* _Materials provided_
▼▼▼

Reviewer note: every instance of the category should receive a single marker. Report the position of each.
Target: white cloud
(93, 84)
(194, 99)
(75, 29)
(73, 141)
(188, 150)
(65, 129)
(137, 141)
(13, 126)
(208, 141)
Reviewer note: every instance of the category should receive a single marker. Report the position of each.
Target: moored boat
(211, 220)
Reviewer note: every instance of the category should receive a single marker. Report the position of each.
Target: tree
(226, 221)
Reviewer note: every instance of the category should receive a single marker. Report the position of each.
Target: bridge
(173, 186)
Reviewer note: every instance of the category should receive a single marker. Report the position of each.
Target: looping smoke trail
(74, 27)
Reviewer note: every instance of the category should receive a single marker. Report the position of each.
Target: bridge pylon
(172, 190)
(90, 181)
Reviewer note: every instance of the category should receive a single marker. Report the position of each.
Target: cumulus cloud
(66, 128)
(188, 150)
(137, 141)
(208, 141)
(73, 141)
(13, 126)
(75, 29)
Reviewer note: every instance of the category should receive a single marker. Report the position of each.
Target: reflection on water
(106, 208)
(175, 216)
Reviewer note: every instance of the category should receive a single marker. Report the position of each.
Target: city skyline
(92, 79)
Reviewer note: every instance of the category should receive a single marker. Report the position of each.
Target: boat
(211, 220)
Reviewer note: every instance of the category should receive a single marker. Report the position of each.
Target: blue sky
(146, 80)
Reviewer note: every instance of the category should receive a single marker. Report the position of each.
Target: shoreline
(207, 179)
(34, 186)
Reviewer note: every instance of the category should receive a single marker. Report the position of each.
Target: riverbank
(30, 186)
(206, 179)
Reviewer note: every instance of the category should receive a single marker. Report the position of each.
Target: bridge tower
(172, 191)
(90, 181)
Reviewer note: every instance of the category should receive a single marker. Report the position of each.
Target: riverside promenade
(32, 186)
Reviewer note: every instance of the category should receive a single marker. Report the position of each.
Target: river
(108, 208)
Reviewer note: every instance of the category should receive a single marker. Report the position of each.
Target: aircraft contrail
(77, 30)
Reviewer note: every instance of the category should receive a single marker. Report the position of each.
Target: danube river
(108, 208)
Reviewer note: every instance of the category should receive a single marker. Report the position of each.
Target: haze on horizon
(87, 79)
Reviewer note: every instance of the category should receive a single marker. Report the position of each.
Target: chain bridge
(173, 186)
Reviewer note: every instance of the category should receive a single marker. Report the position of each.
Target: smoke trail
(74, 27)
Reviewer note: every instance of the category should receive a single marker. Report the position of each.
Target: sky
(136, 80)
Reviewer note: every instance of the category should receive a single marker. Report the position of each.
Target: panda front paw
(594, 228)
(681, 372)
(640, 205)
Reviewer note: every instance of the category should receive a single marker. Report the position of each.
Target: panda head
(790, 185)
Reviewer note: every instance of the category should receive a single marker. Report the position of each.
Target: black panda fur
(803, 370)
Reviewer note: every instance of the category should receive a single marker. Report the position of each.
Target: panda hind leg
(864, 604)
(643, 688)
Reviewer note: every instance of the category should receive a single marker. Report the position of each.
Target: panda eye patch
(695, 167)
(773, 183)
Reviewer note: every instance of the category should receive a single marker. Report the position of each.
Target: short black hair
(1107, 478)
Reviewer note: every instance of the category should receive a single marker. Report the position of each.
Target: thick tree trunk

▲▲▲

* _Work required_
Give the entries again, every one of them exactly.

* _Response_
Reviewer note: every instance of the category should receive a single marker. Report the position of each.
Target: white cloud
(93, 84)
(194, 99)
(75, 29)
(73, 141)
(188, 150)
(65, 129)
(137, 141)
(13, 126)
(208, 141)
Reviewer note: every instance of the category should receive a single marker. Report the position of each.
Target: moored boat
(211, 220)
Reviewer note: every instance of the category should receive a single marker. Report the position of each.
Target: tree
(226, 221)
Reviewer note: every instance of the category should receive a single marker. Report the position of each.
Target: bridge
(173, 186)
Reviewer note: every instance of the category should receive a single marker. Report the position of each.
Target: looping smoke trail
(74, 27)
Reviewer note: every instance of the category should receive a single marker. Report the position of each.
Target: bridge pylon
(172, 190)
(90, 181)
Reviewer note: every instance of the category should receive a single marker. Report the position of each.
Target: cumulus cloud
(66, 128)
(188, 150)
(137, 141)
(208, 141)
(73, 141)
(13, 126)
(75, 29)
Reviewer note: every instance of the category should receive a single marker. Report the position of each.
Target: reflection on water
(106, 208)
(175, 216)
Reviewer note: every instance of the category should receive a single marker. Report the position of each.
Target: city skyline
(92, 79)
Reviewer note: every instance of the category should receive a single marker. Report the position of each.
Target: boat
(211, 220)
Reviewer note: every instance of the category should receive a single marker. Report the position of each.
Target: blue sky
(146, 80)
Reviewer note: every instance of the category should receive a single marker. Report the position of each.
Target: shoreline
(207, 179)
(34, 186)
Reviewer note: every instance of the category should receive a single marker. Report the position of each.
Target: riverbank
(30, 186)
(206, 179)
Reviewer note: every instance of the category should receive a single marker. Report the position of each.
Target: bridge tower
(172, 191)
(90, 181)
Reviewer note: every instance of the category should receive a single marker. Report the position of each.
Target: riverside promenade
(32, 186)
Reviewer note: every instance of the category should receive a single marker. Report the position of each.
Target: river
(108, 208)
Reviewer note: every instance of the category should receive a single marker. Report the position of each.
Target: aircraft contrail
(77, 30)
Reviewer note: every instance of the category should receive a single marker. Report the position of each.
Target: danube river
(108, 208)
Reviewer note: every instance of the category should receive a single marker. Report the position of each.
Target: haze on horizon
(87, 79)
Reviewer note: every instance of the category should receive a single marker. Report the position of each.
Target: chain bridge
(173, 186)
Reviewer note: every instance of the category should receive a single marker. Report the position of each.
Target: smoke trail
(74, 27)
Reviewer note: every instance of the category should receive a single marker. Report the position of each.
Target: sky
(136, 80)
Reviewer note: every instance of the category should receive a single marker. Report the position of each.
Target: panda front paw
(594, 228)
(681, 372)
(640, 205)
Reviewer note: every instance of the category should receive a single marker. Report the position of each.
Target: panda head
(790, 185)
Reviewer note: every instance of the category should receive a single marker. Report the position of each.
Target: black panda fur
(803, 370)
Reviewer note: every instance of the category should receive a single marker. Report the position of each.
Target: panda hind leg
(864, 604)
(643, 688)
Reviewer note: every instance of the category should receive a single marker. Report the position of each.
Target: panda eye patch
(695, 167)
(773, 183)
Reviewer note: every instance of the category should receive a single marker. Report the position of each.
Target: short black hair
(1107, 478)
Reviewer note: every instance of the category should receive a single marker. Report the position of each.
Target: thick tree trunk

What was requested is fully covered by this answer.